Page excerpt:

What's in the ice that you put in your cup of soda? Sometimes bacteria and sometimes mold. That's not a pleasant thought, but our tests found bacteria in several cups of ice from fast food restaurants and convenience stores in the St. Louis area and a level of bacteria well over the health department's acceptable level for one. Contrary to popular believe, ice doesn't kill bacteria, it just leaves it in something like a state of suspended animation. If there's bacteria in the ice that goes into your drink, as the ice melts, the bacteria comes to life. We also found mold, just like the mold that grows on old cheese or bread, in some of the ice we bought. It usually won't make you sick, but it's a sign that the restaurant or convenience store hasn't cleaned their ice machine recently. It takes mold 7 days to grow to detectable levels.
If the ice in your cup hasn't made you sick in the past, you might not worry about it in the future. But, if the results of our test gross you out, here are some tips from the health department.
1) If the drink is cold when it comes out of the dispenser, skip the ice.
2) Choose a bottled drink.
Remember, if you walk into a convenience store or fast food restaurant and it looks dirty, then it's probably dirty behind the scenes where the ice is made. And, the health department has found that ice machines that make and dispense, all-in-one, are usually cleaner because they're self cleaning.

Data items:

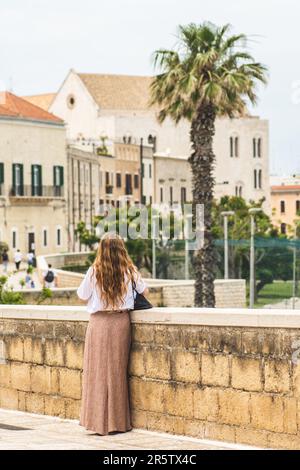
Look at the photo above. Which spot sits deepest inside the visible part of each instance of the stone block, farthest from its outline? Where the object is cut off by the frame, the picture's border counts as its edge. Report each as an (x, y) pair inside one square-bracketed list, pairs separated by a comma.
[(5, 376), (215, 370), (246, 374), (35, 403), (34, 350), (55, 406), (54, 353), (157, 363), (41, 379), (9, 398), (277, 376), (74, 354), (234, 407), (70, 383), (20, 376), (14, 348), (185, 366), (206, 404)]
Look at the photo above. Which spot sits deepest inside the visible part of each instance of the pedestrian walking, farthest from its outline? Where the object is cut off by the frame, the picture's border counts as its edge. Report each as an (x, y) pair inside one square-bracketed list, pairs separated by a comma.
[(30, 258), (50, 277), (108, 290), (5, 260), (17, 259)]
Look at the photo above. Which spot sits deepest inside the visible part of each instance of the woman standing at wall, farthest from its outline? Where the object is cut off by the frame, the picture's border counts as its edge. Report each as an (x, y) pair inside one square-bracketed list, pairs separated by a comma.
[(108, 288)]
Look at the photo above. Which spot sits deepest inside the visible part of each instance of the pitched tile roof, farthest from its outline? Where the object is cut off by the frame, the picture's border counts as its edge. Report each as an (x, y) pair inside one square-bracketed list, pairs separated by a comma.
[(14, 106), (119, 92), (43, 101)]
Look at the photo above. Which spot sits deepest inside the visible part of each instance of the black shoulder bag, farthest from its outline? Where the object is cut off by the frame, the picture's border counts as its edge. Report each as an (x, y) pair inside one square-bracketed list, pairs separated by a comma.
[(140, 301)]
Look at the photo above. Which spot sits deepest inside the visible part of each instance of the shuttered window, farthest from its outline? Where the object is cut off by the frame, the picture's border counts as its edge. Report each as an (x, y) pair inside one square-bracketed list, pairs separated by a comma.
[(36, 180), (18, 179), (58, 176)]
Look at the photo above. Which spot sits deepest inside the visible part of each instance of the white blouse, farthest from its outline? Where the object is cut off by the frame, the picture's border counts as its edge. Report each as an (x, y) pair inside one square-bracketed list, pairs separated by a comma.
[(88, 290)]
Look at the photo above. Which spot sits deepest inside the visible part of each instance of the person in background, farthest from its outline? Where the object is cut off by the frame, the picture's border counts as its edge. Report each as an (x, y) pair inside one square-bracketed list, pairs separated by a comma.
[(30, 258), (50, 278), (17, 259), (28, 279), (5, 260), (108, 290)]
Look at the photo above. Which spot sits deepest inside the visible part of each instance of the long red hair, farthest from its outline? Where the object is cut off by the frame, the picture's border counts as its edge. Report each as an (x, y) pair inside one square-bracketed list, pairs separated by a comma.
[(113, 269)]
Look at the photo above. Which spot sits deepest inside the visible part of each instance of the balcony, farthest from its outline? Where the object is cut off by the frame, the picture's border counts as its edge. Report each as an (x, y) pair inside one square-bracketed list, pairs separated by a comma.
[(34, 193)]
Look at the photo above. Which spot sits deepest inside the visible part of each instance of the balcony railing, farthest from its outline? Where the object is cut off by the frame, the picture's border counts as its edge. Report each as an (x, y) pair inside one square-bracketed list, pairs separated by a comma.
[(37, 191)]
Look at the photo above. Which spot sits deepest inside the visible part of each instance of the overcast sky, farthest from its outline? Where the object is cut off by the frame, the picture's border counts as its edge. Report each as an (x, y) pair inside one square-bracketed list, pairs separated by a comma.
[(40, 40)]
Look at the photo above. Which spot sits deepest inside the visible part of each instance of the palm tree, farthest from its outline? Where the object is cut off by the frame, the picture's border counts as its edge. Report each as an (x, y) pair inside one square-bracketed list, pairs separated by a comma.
[(209, 74)]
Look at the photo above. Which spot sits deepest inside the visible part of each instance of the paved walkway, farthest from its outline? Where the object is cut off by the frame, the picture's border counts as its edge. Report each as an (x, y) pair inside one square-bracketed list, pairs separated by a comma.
[(26, 431)]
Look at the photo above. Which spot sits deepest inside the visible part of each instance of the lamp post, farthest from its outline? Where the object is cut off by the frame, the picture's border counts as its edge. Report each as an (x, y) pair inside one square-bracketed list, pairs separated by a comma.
[(154, 233), (187, 230), (225, 215), (253, 211)]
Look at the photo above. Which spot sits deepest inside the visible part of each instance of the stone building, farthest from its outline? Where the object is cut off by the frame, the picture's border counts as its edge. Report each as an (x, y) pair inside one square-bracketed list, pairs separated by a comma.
[(97, 181), (285, 203), (117, 107), (33, 184)]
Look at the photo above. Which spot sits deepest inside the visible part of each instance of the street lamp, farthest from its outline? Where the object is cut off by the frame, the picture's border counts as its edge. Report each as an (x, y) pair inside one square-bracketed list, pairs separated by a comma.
[(187, 230), (253, 211), (154, 233), (226, 214)]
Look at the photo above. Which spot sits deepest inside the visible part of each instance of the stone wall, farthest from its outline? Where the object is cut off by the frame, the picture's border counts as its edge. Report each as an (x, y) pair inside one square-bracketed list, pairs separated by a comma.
[(198, 372)]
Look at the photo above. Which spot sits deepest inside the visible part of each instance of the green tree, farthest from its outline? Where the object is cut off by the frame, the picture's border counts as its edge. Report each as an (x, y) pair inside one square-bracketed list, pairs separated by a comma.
[(210, 74)]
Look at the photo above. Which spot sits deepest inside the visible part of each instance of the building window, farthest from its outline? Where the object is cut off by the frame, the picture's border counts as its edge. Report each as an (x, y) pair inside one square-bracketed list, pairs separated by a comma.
[(234, 146), (71, 101), (128, 184), (161, 194), (238, 191), (183, 195), (18, 185), (231, 146), (260, 179), (259, 147), (118, 180), (171, 194), (14, 239), (58, 236), (254, 147), (45, 237), (136, 181), (36, 180), (1, 177)]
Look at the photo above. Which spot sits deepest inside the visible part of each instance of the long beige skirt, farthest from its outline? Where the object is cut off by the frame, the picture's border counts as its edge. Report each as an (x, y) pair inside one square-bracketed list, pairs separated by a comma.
[(105, 397)]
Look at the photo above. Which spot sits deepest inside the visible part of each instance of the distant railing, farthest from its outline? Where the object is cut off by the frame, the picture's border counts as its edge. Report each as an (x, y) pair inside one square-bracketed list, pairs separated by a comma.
[(36, 191)]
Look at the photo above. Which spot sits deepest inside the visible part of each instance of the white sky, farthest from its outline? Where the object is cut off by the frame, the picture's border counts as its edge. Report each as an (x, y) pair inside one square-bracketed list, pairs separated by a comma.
[(40, 40)]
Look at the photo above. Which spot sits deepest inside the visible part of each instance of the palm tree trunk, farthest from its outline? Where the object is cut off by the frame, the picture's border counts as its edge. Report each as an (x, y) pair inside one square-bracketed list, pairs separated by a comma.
[(202, 161)]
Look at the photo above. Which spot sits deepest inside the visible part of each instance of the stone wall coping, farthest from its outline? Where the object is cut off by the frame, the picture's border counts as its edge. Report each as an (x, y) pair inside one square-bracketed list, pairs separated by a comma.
[(238, 317)]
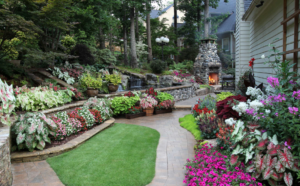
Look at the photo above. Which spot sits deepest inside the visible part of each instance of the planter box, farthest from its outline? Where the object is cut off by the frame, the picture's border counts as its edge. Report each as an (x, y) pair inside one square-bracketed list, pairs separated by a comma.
[(169, 110), (131, 116)]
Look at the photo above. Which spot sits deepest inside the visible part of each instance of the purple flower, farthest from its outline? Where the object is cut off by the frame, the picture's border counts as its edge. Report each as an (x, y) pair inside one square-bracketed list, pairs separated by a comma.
[(273, 81), (293, 110)]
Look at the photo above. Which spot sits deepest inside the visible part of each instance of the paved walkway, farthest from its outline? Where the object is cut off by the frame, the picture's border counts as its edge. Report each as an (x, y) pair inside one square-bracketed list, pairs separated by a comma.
[(175, 146), (192, 101)]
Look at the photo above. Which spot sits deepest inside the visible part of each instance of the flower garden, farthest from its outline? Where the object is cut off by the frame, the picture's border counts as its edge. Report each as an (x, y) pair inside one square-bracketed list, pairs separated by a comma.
[(257, 132)]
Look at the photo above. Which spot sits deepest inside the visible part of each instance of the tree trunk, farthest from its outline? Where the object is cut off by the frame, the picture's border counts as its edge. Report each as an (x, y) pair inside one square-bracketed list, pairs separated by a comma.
[(198, 16), (137, 25), (175, 27), (125, 47), (101, 38), (206, 23), (150, 57), (132, 40)]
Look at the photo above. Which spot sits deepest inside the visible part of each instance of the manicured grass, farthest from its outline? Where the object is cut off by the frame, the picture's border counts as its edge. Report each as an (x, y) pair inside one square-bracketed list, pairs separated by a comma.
[(120, 155), (188, 122)]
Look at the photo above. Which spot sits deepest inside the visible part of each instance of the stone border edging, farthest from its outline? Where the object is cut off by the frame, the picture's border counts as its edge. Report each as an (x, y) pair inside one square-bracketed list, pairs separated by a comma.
[(17, 157), (159, 89)]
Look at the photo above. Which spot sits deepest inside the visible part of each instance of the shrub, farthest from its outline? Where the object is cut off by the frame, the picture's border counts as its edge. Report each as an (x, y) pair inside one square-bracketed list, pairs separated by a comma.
[(223, 95), (157, 66), (163, 96), (120, 105), (209, 167), (84, 53), (32, 130), (224, 108)]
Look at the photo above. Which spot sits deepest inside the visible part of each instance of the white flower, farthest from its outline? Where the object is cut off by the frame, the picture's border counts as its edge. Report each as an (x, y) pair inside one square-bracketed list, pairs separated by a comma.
[(241, 107)]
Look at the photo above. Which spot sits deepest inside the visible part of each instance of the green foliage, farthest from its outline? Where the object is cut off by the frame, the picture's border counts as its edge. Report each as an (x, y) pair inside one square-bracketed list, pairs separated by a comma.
[(163, 96), (115, 79), (205, 86), (41, 98), (120, 105), (105, 57), (189, 123), (223, 95), (89, 81), (157, 66), (32, 130), (68, 42)]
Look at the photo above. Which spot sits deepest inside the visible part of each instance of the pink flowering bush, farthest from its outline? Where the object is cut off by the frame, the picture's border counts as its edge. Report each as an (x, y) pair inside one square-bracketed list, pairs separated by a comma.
[(211, 168), (148, 102)]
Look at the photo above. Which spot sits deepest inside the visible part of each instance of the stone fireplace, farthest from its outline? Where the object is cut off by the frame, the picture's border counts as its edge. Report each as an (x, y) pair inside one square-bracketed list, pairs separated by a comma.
[(208, 65)]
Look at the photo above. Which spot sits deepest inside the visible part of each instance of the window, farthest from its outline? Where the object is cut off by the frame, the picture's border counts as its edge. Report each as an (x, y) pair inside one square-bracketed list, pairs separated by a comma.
[(225, 44)]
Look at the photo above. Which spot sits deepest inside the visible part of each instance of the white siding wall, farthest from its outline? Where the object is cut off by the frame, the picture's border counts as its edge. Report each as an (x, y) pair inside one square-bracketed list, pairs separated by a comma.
[(263, 30), (242, 41)]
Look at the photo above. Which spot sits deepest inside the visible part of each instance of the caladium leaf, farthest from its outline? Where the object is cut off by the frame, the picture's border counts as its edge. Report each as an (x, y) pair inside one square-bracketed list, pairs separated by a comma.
[(262, 144), (21, 138), (286, 158), (280, 168), (267, 173), (259, 163), (234, 159), (237, 150), (250, 168), (288, 179), (272, 182), (296, 168), (275, 176)]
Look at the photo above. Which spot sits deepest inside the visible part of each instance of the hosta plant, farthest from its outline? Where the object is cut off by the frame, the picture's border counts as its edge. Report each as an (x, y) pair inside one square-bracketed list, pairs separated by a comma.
[(32, 130), (102, 105), (87, 115), (7, 102)]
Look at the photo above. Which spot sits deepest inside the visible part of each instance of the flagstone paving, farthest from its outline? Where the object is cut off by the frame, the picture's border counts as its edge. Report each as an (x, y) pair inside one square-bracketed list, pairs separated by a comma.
[(175, 146)]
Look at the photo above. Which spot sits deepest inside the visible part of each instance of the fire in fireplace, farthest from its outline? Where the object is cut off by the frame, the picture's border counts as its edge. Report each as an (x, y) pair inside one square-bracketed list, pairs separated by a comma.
[(213, 79)]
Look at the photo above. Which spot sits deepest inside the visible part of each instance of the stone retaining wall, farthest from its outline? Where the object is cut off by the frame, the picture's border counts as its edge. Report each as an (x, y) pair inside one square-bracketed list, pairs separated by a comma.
[(6, 176)]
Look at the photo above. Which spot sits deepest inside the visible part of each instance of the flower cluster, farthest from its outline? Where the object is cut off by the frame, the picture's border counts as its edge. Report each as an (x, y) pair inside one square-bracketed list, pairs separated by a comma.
[(273, 81), (210, 167), (148, 102)]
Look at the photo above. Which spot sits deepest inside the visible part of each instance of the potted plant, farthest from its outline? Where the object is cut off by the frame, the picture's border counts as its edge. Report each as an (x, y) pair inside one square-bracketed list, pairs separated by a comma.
[(113, 82), (164, 107), (148, 103), (92, 84), (134, 112)]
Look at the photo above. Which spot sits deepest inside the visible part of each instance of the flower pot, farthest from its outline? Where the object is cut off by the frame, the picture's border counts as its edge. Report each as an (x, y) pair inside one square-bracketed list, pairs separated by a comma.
[(169, 110), (91, 92), (112, 88), (149, 111), (131, 116)]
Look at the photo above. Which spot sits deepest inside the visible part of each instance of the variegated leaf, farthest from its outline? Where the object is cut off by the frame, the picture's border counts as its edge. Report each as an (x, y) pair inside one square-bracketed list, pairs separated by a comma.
[(288, 179), (279, 167), (286, 158)]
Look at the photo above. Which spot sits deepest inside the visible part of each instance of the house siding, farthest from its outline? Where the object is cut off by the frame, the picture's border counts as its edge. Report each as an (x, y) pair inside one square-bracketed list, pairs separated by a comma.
[(242, 44), (264, 28)]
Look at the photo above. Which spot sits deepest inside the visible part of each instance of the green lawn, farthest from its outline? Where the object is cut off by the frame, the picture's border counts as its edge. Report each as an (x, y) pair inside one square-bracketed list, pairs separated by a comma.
[(188, 122), (120, 155)]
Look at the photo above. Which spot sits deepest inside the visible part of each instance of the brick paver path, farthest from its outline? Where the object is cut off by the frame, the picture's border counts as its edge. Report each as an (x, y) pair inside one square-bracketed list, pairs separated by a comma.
[(175, 146)]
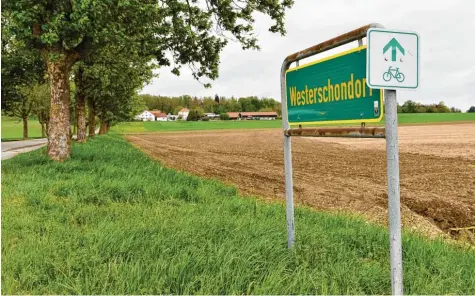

Goal of the exercise: Retype the part of the fast food ice text between "2) Choose a" and "they're self cleaning.", inclusive.

Written answer:
2) Choose a bottled drink.
Remember, if you walk into a convenience store or fast food restaurant and it looks dirty, then it's probably dirty behind the scenes where the ice is made. And, the health department has found that ice machines that make and dispense, all-in-one, are usually cleaner because they're self cleaning.